#### [Request 1]
Lay out the entries between the lines holding "The component shall point out each instance of the blue t-shirt" and "point(24, 419)", inclusive, as a two-column CSV with columns entry_text and answer. Give one row per entry, with its text and its answer each in one quoted field and line breaks turned into spaces.

SiO: it can trace shocked gas potentially associated with energetic young outflows. Hence, this line can reveal star-formation activity even for cores where no Spitzer/MIPS sources are apparent (e.g., Lo et al. 2007). For a few of our IRDCs we have indications from Spitzer/GLIMPSE imaging that shocked gas exists, often, but not exclusively, at the edges of the IRDCs. Tracers are the “green fuzzies” found in the 4.5 μm GLIMPSE channel (Cyganowski et al. 2008; Chambers et al. 2009) and generally attributed to pure rotational IR lines of H₂ (De Buizer & Vacca 2010).

CH₃C₂H: a good tracer of dense gas appropriate for early stages of star-forming regions (Bergin et al. 1994). This molecule can be used as a good thermometer in a dense environment.

The covered molecular lines and transitions are summarized in Table 2.

2.3. Mopra observations and data reduction

The observations were made with the 22-m Mopra radio telescope, operated by the Australia Telescope National Facility (ATNF) in position switching mode. In total we spent 7 min on source and 7 min on the OFF position. Our targets are dense molecular condensations within larger molecular clouds with often widespread molecular emission. Therefore, we refrained from using one standard OFF position throw. Instead, OFF positions were chosen individually for every target region and were approximately 8−10′ away from the source.

The Mopra spectrometer (MOPS) offers zoom-mode configurations with the possibility to observe up to 16 sub-bands of 138 MHz each within a total frequency range of 8.3 GHz. This set-up delivers a velocity resolution of  ~0.11 km s^-1.

The observations were carried out on 9−11 May 2008 with the 3 mm band receiver. We put the central frequency for the 8.3 GHz block to 89 270 MHz and thus covered the range from 85 to 93 GHz. In this range we distributed 13 zoom windows, which covered the lines listed in Table 2.

System temperature measurements were performed every 30 min and a pointing scan every hour. Typical system temperatures (measured with the common chopper-wheel technique) during the observations were 170−210 K. At Mopra observatory, SiO masers are used to correct the telescope pointing, giving a pointing accuracy better than 10′′. The main beam of the telescope varies between 36′′ at 86 GHz and 33′′ at 115 GHz and the main beam efficiency varies between 0.49 at 86 GHz and 0.44 at 100 GHz (Ladd et al. 2005)

#### [Request 2]
Duplicate the passage above between "System temperature measurements" and "(Ladd et al. 2005)", inclusive, word for word.

#### [Provided records]
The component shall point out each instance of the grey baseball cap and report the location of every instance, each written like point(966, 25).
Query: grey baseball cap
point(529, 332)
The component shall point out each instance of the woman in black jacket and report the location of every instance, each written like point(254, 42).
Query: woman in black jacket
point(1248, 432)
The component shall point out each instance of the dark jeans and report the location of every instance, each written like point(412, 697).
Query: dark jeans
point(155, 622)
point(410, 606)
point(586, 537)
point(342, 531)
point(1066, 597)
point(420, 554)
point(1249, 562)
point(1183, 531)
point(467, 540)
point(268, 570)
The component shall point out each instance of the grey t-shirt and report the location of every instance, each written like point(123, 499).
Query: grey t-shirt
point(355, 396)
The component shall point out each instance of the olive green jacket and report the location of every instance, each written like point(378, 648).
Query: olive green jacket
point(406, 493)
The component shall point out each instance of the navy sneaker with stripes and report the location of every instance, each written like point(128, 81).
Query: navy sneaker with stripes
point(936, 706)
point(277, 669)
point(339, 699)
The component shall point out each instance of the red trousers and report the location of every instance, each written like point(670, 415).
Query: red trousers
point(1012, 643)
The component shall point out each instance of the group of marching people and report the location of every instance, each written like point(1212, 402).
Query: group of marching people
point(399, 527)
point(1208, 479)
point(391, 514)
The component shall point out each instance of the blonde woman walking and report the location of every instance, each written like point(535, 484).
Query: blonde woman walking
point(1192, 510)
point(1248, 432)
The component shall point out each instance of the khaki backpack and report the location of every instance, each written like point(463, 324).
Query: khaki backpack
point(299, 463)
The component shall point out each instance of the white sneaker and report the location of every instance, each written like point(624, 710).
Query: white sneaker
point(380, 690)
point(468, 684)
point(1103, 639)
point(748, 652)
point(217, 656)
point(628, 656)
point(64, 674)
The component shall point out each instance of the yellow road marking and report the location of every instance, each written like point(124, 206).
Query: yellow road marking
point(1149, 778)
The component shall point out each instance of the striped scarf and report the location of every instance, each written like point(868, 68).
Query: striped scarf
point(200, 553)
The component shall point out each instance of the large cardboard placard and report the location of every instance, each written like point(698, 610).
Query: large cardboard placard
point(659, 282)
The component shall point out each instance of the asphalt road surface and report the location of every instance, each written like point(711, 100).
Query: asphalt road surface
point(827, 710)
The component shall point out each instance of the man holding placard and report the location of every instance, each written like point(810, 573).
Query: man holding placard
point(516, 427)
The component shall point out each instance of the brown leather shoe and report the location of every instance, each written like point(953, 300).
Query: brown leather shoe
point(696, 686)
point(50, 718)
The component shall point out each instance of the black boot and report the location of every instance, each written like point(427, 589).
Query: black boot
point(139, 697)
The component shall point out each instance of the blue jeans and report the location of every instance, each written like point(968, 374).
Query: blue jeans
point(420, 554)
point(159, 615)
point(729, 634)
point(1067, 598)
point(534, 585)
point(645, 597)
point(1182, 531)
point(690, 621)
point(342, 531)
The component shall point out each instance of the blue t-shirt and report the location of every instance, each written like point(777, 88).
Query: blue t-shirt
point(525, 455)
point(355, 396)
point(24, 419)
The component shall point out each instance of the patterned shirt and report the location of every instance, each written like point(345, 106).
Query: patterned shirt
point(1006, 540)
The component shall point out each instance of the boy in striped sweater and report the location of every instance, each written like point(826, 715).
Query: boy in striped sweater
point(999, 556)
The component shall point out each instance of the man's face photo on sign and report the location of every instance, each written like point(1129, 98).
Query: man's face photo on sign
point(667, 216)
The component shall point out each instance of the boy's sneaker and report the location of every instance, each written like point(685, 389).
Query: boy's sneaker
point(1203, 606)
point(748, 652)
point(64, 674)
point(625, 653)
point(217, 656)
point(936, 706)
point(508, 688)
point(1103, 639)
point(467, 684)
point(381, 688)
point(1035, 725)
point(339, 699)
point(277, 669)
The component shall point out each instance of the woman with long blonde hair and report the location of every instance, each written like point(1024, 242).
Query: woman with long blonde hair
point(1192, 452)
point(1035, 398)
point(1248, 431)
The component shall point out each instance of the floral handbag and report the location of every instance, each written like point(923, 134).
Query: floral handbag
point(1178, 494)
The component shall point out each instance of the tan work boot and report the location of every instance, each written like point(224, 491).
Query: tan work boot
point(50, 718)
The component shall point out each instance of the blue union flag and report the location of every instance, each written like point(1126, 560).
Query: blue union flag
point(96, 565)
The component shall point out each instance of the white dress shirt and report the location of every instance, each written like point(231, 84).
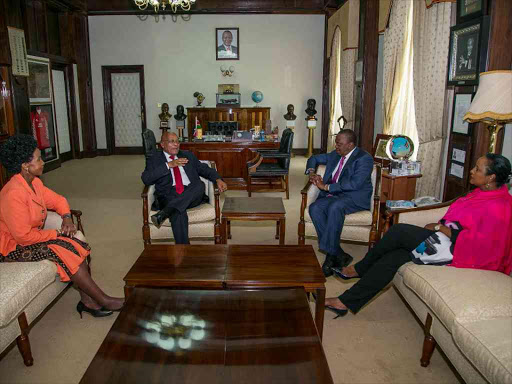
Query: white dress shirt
point(184, 177)
point(344, 163)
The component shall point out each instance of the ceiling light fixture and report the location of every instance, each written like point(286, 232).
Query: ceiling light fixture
point(157, 4)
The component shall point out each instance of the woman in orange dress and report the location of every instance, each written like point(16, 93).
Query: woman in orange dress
point(24, 202)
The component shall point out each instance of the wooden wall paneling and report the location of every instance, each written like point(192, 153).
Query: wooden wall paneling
point(324, 126)
point(83, 60)
point(5, 57)
point(217, 6)
point(370, 58)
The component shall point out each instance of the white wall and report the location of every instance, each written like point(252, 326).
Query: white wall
point(280, 55)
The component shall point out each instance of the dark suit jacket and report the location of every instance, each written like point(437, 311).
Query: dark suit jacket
point(355, 179)
point(156, 172)
point(233, 49)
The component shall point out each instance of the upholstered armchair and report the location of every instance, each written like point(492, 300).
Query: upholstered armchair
point(359, 227)
point(204, 220)
point(279, 169)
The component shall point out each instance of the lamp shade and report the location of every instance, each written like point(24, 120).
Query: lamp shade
point(493, 99)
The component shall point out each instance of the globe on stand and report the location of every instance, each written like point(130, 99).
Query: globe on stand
point(257, 97)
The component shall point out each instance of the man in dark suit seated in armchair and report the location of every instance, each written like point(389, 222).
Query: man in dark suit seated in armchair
point(178, 187)
point(345, 188)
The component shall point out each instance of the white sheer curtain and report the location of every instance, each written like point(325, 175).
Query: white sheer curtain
point(399, 109)
point(334, 88)
point(431, 41)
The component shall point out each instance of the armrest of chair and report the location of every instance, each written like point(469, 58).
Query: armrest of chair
point(420, 216)
point(275, 155)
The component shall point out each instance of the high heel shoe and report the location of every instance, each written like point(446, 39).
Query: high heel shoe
point(339, 312)
point(102, 312)
point(341, 275)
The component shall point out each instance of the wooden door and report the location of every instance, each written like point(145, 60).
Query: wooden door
point(125, 108)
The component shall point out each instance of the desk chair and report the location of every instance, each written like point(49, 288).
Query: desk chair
point(272, 171)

#### [Output 1]
entry_text,answer
"The component shall point out each instance of the blue t-shirt and report the location of every instance, each written like point(777, 88). Query: blue t-shirt","point(525, 455) point(355, 396) point(24, 419)"

#### [Output 2]
System temperature measurements were performed every 30 min and a pointing scan every hour. Typical system temperatures (measured with the common chopper-wheel technique) during the observations were 170−210 K. At Mopra observatory, SiO masers are used to correct the telescope pointing, giving a pointing accuracy better than 10′′. The main beam of the telescope varies between 36′′ at 86 GHz and 33′′ at 115 GHz and the main beam efficiency varies between 0.49 at 86 GHz and 0.44 at 100 GHz (Ladd et al. 2005)